+++ Text passage +++

UNITED STATES DISTRICT COURT FOR THE DISTRICT OF NEW JERSEY


July 6, 1988

TOWNSHIP OF GLOUCESTER, A Municipal Corporation of the State of New Jersey, Plaintiff,
v.
MARYLAND CASUALTY COMPANY, et al., Defendants

The opinion of the court was delivered by: BROTMAN

STANLEY S. BROTMAN, UNITED STATES DISTRICT JUDGE.

 I. INTRODUCTION

 Presently before the court are the motions of Home Insurance Company ("Home"), Mutual Fire, Marine and Inland Insurance Company ("Mutual"), and Chicago Insurance Company ("Chicago") for summary judgment. Opposition to these motions has been filed by the Township of Gloucester (the "Township"), Maryland Casualty Company ("Maryland"), and American Reliance Insurance Company (formerly Farmer's Reliance Insurance Company) ("American"). This opposition was joined in by Insurance Company of North America ("INA") during oral argument.

 Maryland and American had also originally filed motions for leave to file cross-claims against Home and Mutual and third-party claims against City Insurance Company ("City"). However, as will be explained in the following opinion, these motions were subsequently withdrawn by Maryland and American at oral argument.

  For the reasons set forth below, the motions for summary judgment by Home, Mutual and Chicago are granted.

 II. FACTS AND PROCEDURE

 The procedural and factual history of this matter as it relates to the moving parties was discussed in some detail in this court's August 19, 1987 opinion (the "August 19 opinion"), 668 F. Supp. 394, and need not be repeated in full here. It is sufficient, for the purposes of resolving the present motion, to state that this action commenced as a declaratory judgment suit, filed by the Township, to determine the existence and extent of defendant insurance companies' obligation to defend and indemnify plaintiff for expenses related to the closure and clean-up of the Gloucester Landfill. This landfill was ordered closed by the Superior Court of New Jersey, in November of 1980.

 Plaintiff's original complaint was filed on April 22, 1982, in New Jersey state court, and named, inter alia, Maryland and American as defendants. Thereafter, in November, 1982, the Township was named by the New Jersey State Department of Environmental Protection ("DEP") as a direct defendant in NJDEP v. Gloucester Environmental Management Services, No. 84-152 (the "Enforcement Action"). The complaint was amended on October 7, 1982, to include Home and Chicago as defendants. Plaintiff then filed a second amended complaint on October 18, 1983, naming the United States Environmental Protection Agency ("EPA") and Mutual as defendants. The case was subsequently removed to this court. After July 2, 1982, numerous civil actions were commenced by residents who live around the Gloucester Landfill ("private party actions").

+++ Source material +++

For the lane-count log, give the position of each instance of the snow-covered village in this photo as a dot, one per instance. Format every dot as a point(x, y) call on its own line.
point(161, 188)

+++

## Written task 1
In the court opinion, rename "Chicago" to "Lakeshore" in the passage starting at "MARYLAND CASUALTY COMPANY, et" and ending at "during oral argument.", and give that passage again.
## Written task 2
According to the court opinion, on what date was the plaintiff's original complaint filed?
The data has no connection to the court opinion.

## Written response 1
MARYLAND CASUALTY COMPANY, et al., Defendants

The opinion of the court was delivered by: BROTMAN

STANLEY S. BROTMAN, UNITED STATES DISTRICT JUDGE.

 I. INTRODUCTION

 Presently before the court are the motions of Home Insurance Company ("Home"), Mutual Fire, Marine and Inland Insurance Company ("Mutual"), and Lakeshore Insurance Company ("Lakeshore") for summary judgment. Opposition to these motions has been filed by the Township of Gloucester (the "Township"), Maryland Casualty Company ("Maryland"), and American Reliance Insurance Company (formerly Farmer's Reliance Insurance Company) ("American"). This opposition was joined in by Insurance Company of North America ("INA") during oral argument.

## Written response 2
April 22, 1982